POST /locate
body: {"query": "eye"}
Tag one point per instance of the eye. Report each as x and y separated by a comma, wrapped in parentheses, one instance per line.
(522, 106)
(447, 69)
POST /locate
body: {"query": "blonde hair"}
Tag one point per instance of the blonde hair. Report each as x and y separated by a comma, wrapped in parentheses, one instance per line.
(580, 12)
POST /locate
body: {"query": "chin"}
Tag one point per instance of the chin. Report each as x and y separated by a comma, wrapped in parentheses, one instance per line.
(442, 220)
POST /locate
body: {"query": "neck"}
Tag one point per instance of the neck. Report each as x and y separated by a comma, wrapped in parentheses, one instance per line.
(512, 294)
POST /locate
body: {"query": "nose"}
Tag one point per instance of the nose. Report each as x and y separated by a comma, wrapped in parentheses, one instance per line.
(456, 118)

▶ Assignment: Among the lines above, return those that hold the word "body".

▶ Solution for this exercise:
body: {"query": "eye"}
body: {"query": "blonde hair"}
body: {"query": "chin"}
body: {"query": "neck"}
body: {"query": "nose"}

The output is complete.